Reproduce each record below exactly as written.

— start of Available data —

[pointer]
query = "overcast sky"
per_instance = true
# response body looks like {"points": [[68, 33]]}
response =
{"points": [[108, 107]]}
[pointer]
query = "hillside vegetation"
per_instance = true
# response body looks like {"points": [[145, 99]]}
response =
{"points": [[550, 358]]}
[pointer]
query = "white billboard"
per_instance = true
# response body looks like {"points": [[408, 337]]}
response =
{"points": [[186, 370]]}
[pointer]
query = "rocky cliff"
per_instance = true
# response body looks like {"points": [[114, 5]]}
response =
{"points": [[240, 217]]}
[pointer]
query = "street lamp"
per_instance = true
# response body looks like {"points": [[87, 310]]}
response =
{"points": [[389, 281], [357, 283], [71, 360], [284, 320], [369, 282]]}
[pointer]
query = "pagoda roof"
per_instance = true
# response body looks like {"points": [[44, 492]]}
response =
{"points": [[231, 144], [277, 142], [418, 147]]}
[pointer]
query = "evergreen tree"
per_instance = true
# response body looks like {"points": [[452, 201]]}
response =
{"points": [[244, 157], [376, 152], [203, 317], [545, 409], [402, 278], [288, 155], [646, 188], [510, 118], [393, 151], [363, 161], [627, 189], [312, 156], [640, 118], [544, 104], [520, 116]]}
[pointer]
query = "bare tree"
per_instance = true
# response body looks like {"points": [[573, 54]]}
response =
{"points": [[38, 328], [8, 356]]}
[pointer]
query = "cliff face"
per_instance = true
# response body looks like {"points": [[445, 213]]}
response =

— end of Available data —

Written answer
[pointer]
query = "overcast sky"
per_instance = true
# response body looks like {"points": [[68, 33]]}
response =
{"points": [[108, 107]]}
[pointer]
query = "hillside vegetation"
per_instance = true
# response body looks like {"points": [[145, 99]]}
response =
{"points": [[550, 358]]}
[pointer]
query = "white billboard"
per_instance = true
# response body looks like {"points": [[408, 337]]}
response =
{"points": [[186, 370]]}
[pointer]
query = "rocky cliff"
per_instance = true
# response body looks like {"points": [[114, 5]]}
response =
{"points": [[240, 217]]}
[pointer]
query = "street lamp"
per_instance = true
# response body looks like {"points": [[87, 310]]}
response =
{"points": [[389, 281], [357, 283], [71, 360], [284, 320], [369, 282]]}
[pointer]
query = "pagoda roof"
per_instance = true
# response body looks like {"points": [[44, 492]]}
response =
{"points": [[231, 144], [277, 142], [418, 147]]}
[pointer]
query = "evergreen tree"
per_instance = true
# response body looks like {"points": [[452, 201]]}
response =
{"points": [[244, 157], [376, 152], [203, 317], [545, 409], [402, 278], [288, 155], [646, 188], [510, 118], [393, 151], [363, 161], [627, 189], [312, 156], [640, 118], [544, 104], [520, 116]]}
[pointer]
query = "bare tree"
per_instance = true
# response body looks like {"points": [[573, 54]]}
response =
{"points": [[38, 328], [8, 356]]}
[pointer]
query = "cliff face"
per_instance = true
# response body looks like {"points": [[445, 213]]}
response =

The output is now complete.